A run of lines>
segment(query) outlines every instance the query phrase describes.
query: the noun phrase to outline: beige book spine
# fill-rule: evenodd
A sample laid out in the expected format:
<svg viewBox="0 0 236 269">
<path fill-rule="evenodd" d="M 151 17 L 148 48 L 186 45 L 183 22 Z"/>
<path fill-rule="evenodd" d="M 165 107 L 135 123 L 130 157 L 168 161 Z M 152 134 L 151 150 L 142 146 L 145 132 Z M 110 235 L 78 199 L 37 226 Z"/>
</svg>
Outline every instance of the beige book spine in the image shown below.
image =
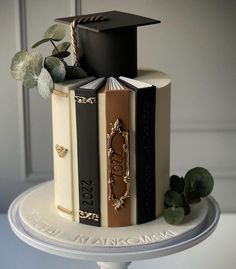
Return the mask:
<svg viewBox="0 0 236 269">
<path fill-rule="evenodd" d="M 98 135 L 101 226 L 108 226 L 107 208 L 107 155 L 106 155 L 106 100 L 104 88 L 98 92 Z"/>
<path fill-rule="evenodd" d="M 52 94 L 55 206 L 60 215 L 74 220 L 70 97 L 67 87 Z"/>
<path fill-rule="evenodd" d="M 164 210 L 164 194 L 170 177 L 170 106 L 171 84 L 157 88 L 156 92 L 156 216 Z"/>
</svg>

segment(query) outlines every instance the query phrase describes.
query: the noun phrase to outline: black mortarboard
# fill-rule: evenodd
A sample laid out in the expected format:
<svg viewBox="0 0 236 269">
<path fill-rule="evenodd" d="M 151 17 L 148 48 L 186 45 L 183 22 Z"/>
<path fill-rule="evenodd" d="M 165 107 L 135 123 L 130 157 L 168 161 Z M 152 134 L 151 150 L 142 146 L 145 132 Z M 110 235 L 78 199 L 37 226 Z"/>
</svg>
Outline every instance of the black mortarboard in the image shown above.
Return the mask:
<svg viewBox="0 0 236 269">
<path fill-rule="evenodd" d="M 103 21 L 83 22 L 85 18 Z M 56 19 L 58 22 L 77 24 L 79 63 L 89 75 L 137 76 L 137 26 L 160 23 L 142 16 L 119 11 L 109 11 Z"/>
</svg>

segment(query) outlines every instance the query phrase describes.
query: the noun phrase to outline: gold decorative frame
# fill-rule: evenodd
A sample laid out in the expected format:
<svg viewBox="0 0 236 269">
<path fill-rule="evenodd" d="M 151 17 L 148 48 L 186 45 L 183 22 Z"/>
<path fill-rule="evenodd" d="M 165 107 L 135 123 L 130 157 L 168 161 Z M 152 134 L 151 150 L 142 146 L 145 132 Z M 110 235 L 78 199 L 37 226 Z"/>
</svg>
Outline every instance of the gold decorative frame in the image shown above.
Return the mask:
<svg viewBox="0 0 236 269">
<path fill-rule="evenodd" d="M 89 219 L 89 220 L 99 221 L 99 214 L 91 213 L 91 212 L 87 212 L 87 211 L 79 210 L 79 217 L 81 219 Z"/>
<path fill-rule="evenodd" d="M 112 148 L 112 140 L 116 136 L 116 134 L 120 134 L 123 139 L 123 158 L 125 159 L 125 175 L 123 177 L 123 181 L 126 184 L 126 190 L 121 197 L 115 197 L 113 193 L 113 185 L 115 184 L 115 180 L 112 176 L 111 171 L 111 162 L 112 155 L 114 153 L 114 149 Z M 122 130 L 122 123 L 120 119 L 117 119 L 113 127 L 111 128 L 111 133 L 107 134 L 107 167 L 108 167 L 108 199 L 113 201 L 113 207 L 115 210 L 119 210 L 124 207 L 125 200 L 130 197 L 130 170 L 129 170 L 129 133 Z"/>
<path fill-rule="evenodd" d="M 86 98 L 84 96 L 75 96 L 75 102 L 79 103 L 79 104 L 96 104 L 97 100 L 96 97 L 89 97 Z"/>
</svg>

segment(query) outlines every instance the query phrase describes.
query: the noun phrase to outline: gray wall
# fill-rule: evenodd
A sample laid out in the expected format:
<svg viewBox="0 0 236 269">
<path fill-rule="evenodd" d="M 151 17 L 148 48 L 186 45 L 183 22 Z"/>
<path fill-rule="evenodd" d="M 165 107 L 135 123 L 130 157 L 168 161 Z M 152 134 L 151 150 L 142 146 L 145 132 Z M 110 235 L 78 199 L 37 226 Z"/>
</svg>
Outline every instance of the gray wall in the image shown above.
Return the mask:
<svg viewBox="0 0 236 269">
<path fill-rule="evenodd" d="M 81 4 L 81 5 L 80 5 Z M 1 0 L 0 211 L 25 188 L 52 178 L 50 101 L 10 76 L 12 55 L 30 48 L 56 17 L 122 10 L 157 18 L 138 30 L 139 66 L 172 78 L 171 172 L 197 165 L 214 196 L 236 212 L 236 2 L 233 0 Z M 41 52 L 48 52 L 43 46 Z"/>
</svg>

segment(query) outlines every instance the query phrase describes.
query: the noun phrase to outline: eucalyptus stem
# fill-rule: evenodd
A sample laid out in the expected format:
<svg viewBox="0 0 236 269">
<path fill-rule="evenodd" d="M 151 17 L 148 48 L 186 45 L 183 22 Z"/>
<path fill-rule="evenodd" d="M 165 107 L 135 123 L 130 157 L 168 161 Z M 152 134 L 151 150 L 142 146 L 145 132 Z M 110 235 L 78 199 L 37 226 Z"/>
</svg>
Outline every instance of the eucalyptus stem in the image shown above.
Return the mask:
<svg viewBox="0 0 236 269">
<path fill-rule="evenodd" d="M 55 48 L 55 50 L 57 51 L 57 53 L 60 53 L 60 51 L 58 50 L 57 46 L 55 45 L 55 43 L 53 42 L 52 39 L 50 39 L 50 42 L 52 43 L 53 47 Z M 64 59 L 63 58 L 60 58 L 60 60 L 65 63 Z"/>
</svg>

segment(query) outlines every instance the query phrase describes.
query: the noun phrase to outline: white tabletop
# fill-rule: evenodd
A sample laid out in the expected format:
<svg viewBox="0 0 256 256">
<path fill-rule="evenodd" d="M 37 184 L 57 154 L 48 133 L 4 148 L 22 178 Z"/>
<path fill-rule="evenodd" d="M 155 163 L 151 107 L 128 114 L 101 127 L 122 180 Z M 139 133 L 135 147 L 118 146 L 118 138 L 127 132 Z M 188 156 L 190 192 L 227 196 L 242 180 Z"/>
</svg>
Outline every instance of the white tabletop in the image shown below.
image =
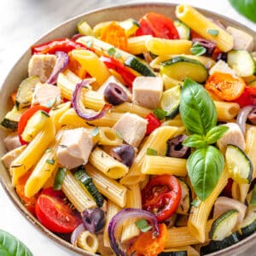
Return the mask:
<svg viewBox="0 0 256 256">
<path fill-rule="evenodd" d="M 67 19 L 94 9 L 133 2 L 135 1 L 1 0 L 0 86 L 8 72 L 28 45 L 50 28 Z M 169 0 L 168 3 L 170 2 L 186 3 L 222 14 L 256 31 L 256 24 L 238 15 L 231 9 L 227 0 Z M 12 233 L 21 240 L 35 256 L 76 255 L 61 247 L 34 228 L 13 206 L 1 186 L 0 209 L 0 229 Z"/>
</svg>

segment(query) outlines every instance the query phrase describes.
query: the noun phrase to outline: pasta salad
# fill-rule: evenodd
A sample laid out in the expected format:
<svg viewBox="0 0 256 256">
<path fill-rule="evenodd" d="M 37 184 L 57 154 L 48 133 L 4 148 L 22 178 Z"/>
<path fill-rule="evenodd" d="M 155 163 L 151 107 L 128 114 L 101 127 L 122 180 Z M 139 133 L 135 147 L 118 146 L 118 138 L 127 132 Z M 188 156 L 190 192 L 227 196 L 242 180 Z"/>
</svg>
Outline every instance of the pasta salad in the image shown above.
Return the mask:
<svg viewBox="0 0 256 256">
<path fill-rule="evenodd" d="M 193 7 L 32 47 L 1 122 L 27 210 L 100 255 L 205 255 L 256 230 L 253 37 Z"/>
</svg>

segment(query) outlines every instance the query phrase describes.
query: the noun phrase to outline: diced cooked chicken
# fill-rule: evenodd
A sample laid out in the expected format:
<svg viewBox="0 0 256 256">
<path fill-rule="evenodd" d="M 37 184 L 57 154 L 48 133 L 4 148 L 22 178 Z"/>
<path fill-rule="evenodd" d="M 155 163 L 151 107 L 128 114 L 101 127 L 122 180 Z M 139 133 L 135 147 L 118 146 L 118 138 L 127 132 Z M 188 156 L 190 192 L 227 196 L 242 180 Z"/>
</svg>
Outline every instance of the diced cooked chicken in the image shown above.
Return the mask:
<svg viewBox="0 0 256 256">
<path fill-rule="evenodd" d="M 160 78 L 137 77 L 132 83 L 132 102 L 151 109 L 159 105 L 163 93 Z"/>
<path fill-rule="evenodd" d="M 234 49 L 245 49 L 249 52 L 253 51 L 254 45 L 253 38 L 251 35 L 233 26 L 228 26 L 227 32 L 234 38 Z"/>
<path fill-rule="evenodd" d="M 209 70 L 209 74 L 212 75 L 215 72 L 230 73 L 233 76 L 236 76 L 236 72 L 224 61 L 219 60 L 218 62 L 212 66 L 212 67 Z"/>
<path fill-rule="evenodd" d="M 7 169 L 9 169 L 10 167 L 12 161 L 15 158 L 17 158 L 21 154 L 21 152 L 23 152 L 23 150 L 25 149 L 26 147 L 26 145 L 23 145 L 23 146 L 20 146 L 19 148 L 16 148 L 11 150 L 11 151 L 9 151 L 1 158 L 4 166 Z"/>
<path fill-rule="evenodd" d="M 223 125 L 229 127 L 224 136 L 217 141 L 217 146 L 222 153 L 225 153 L 227 145 L 232 144 L 245 150 L 245 139 L 239 125 L 236 123 L 227 123 Z"/>
<path fill-rule="evenodd" d="M 59 87 L 48 84 L 37 84 L 32 96 L 32 104 L 51 108 L 61 102 L 61 93 Z"/>
<path fill-rule="evenodd" d="M 148 121 L 135 113 L 125 113 L 113 126 L 123 137 L 125 143 L 137 148 L 144 137 Z"/>
<path fill-rule="evenodd" d="M 4 145 L 8 151 L 13 150 L 21 146 L 18 134 L 11 133 L 3 139 Z"/>
<path fill-rule="evenodd" d="M 125 92 L 127 94 L 128 96 L 128 102 L 131 102 L 131 91 L 128 90 L 127 87 L 125 87 L 122 83 L 120 83 L 114 76 L 110 76 L 106 82 L 97 90 L 97 92 L 104 95 L 104 90 L 106 89 L 106 87 L 110 84 L 110 83 L 113 83 L 117 85 L 119 85 L 119 87 L 121 87 Z"/>
<path fill-rule="evenodd" d="M 247 211 L 247 207 L 245 204 L 232 198 L 229 198 L 225 196 L 219 196 L 217 198 L 214 203 L 213 218 L 217 218 L 224 212 L 232 209 L 237 210 L 239 212 L 237 221 L 236 221 L 236 225 L 238 225 L 244 219 L 246 211 Z"/>
<path fill-rule="evenodd" d="M 62 133 L 58 145 L 58 162 L 68 169 L 85 165 L 92 148 L 92 137 L 86 129 L 67 130 Z"/>
<path fill-rule="evenodd" d="M 33 55 L 28 63 L 28 76 L 38 77 L 41 83 L 45 83 L 55 65 L 55 55 Z"/>
</svg>

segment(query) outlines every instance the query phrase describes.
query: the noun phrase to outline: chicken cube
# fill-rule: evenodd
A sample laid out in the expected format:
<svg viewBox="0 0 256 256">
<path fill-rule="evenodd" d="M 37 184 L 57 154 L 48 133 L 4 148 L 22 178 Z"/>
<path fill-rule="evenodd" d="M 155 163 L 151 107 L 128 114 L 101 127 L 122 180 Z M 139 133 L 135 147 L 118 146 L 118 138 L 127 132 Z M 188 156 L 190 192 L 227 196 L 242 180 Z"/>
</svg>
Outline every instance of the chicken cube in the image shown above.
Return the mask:
<svg viewBox="0 0 256 256">
<path fill-rule="evenodd" d="M 137 77 L 132 83 L 132 102 L 148 108 L 156 108 L 163 93 L 160 78 Z"/>
<path fill-rule="evenodd" d="M 85 165 L 92 148 L 92 137 L 86 129 L 64 131 L 56 152 L 58 162 L 67 169 Z"/>
<path fill-rule="evenodd" d="M 28 63 L 28 76 L 38 77 L 41 83 L 45 83 L 52 73 L 56 60 L 55 55 L 33 55 Z"/>
<path fill-rule="evenodd" d="M 124 141 L 137 148 L 147 131 L 148 121 L 135 113 L 125 113 L 113 126 L 119 131 Z"/>
</svg>

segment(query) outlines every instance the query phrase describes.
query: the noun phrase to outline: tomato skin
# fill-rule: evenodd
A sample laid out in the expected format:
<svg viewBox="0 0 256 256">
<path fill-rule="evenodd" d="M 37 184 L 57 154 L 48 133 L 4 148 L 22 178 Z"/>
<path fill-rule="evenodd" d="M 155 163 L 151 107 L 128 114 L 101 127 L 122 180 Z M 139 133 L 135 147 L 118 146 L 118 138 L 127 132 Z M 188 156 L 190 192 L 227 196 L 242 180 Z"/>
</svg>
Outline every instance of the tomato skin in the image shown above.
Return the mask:
<svg viewBox="0 0 256 256">
<path fill-rule="evenodd" d="M 82 223 L 79 214 L 65 203 L 65 198 L 62 191 L 49 188 L 43 190 L 37 200 L 37 218 L 53 232 L 71 233 Z"/>
<path fill-rule="evenodd" d="M 142 190 L 142 198 L 143 209 L 155 214 L 157 220 L 163 222 L 178 207 L 181 187 L 172 175 L 155 176 Z"/>
<path fill-rule="evenodd" d="M 172 20 L 164 15 L 148 13 L 140 20 L 139 23 L 140 27 L 137 30 L 136 36 L 152 35 L 166 39 L 179 39 Z"/>
</svg>

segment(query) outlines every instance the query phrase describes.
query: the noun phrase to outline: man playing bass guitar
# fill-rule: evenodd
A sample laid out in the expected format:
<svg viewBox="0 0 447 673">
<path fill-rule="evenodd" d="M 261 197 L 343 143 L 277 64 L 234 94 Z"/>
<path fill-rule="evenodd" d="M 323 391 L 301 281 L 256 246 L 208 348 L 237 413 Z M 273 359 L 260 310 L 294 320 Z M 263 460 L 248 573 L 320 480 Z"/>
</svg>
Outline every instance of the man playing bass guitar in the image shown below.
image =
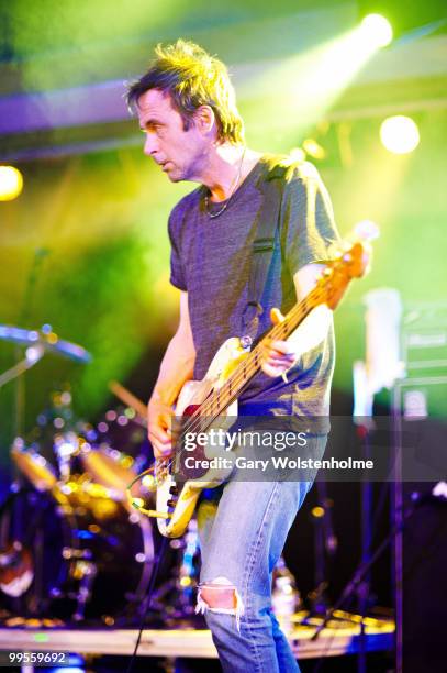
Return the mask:
<svg viewBox="0 0 447 673">
<path fill-rule="evenodd" d="M 227 70 L 198 45 L 179 40 L 158 46 L 127 101 L 145 133 L 145 154 L 172 183 L 199 183 L 168 224 L 180 318 L 148 405 L 149 439 L 163 459 L 172 453 L 172 407 L 183 384 L 203 378 L 219 346 L 243 335 L 244 326 L 256 324 L 260 335 L 279 323 L 336 256 L 338 234 L 312 165 L 287 167 L 283 158 L 246 146 Z M 272 181 L 279 196 L 258 310 L 249 297 L 250 271 L 254 255 L 262 253 L 258 224 Z M 255 323 L 253 316 L 247 322 L 247 305 Z M 267 341 L 260 366 L 239 396 L 239 415 L 327 417 L 332 311 L 323 305 L 288 340 Z M 324 433 L 319 441 L 324 449 Z M 225 672 L 299 671 L 271 610 L 271 572 L 311 485 L 230 478 L 213 500 L 203 497 L 199 505 L 199 607 Z"/>
</svg>

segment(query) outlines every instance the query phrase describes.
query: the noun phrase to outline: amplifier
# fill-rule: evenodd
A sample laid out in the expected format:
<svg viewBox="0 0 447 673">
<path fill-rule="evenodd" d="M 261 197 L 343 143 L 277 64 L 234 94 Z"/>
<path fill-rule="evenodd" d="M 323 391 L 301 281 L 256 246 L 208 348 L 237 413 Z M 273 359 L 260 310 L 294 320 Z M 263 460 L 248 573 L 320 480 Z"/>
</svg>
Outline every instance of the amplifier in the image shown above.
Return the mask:
<svg viewBox="0 0 447 673">
<path fill-rule="evenodd" d="M 447 305 L 426 304 L 406 311 L 401 346 L 407 373 L 447 371 Z"/>
</svg>

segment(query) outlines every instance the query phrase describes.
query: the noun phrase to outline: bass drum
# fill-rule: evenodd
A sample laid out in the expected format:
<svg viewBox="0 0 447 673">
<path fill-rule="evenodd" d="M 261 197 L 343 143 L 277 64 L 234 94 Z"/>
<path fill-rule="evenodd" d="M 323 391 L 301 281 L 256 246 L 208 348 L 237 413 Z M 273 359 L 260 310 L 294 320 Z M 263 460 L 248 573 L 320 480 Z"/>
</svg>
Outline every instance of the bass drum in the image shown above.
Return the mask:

Short task> Count the lines above that contain the string "beige", treating case as significant, and give only the number.

Written solution> 2